start RECORDS FOR THE TASK

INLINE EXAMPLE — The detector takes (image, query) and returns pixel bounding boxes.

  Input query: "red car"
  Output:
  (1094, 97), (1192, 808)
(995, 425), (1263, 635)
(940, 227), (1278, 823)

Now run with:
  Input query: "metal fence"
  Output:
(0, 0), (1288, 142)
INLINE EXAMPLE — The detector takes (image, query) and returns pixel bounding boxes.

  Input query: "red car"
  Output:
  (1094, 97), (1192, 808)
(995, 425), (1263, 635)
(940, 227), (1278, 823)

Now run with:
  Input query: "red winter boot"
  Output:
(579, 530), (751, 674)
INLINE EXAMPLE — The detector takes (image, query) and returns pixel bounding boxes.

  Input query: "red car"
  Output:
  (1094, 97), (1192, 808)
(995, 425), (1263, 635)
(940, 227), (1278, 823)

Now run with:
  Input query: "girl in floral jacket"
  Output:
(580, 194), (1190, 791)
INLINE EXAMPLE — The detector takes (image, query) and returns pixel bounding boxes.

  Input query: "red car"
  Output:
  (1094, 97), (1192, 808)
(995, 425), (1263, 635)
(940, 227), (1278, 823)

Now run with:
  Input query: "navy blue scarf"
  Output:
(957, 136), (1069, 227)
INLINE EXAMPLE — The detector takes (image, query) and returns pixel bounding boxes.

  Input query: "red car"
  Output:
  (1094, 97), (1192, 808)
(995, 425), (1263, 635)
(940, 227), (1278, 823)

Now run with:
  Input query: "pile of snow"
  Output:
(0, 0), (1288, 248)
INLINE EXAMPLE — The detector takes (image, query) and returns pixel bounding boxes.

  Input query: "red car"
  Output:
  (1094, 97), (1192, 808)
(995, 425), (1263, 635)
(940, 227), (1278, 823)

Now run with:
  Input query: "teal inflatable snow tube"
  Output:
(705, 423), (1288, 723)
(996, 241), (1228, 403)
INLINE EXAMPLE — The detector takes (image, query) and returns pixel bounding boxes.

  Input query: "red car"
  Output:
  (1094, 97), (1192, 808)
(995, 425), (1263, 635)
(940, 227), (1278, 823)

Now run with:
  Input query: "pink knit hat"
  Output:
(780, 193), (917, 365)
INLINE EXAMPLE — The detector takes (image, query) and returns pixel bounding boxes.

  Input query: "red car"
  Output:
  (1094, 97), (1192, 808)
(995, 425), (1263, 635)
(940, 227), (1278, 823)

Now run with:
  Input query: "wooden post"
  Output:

end RECORDS FOR THE TASK

### TASK
Copy out every line in the entries above that contains the string "snow".

### THE SOLUTION
  Input query: "pile of snow"
  Input query: "teal inflatable snow tube"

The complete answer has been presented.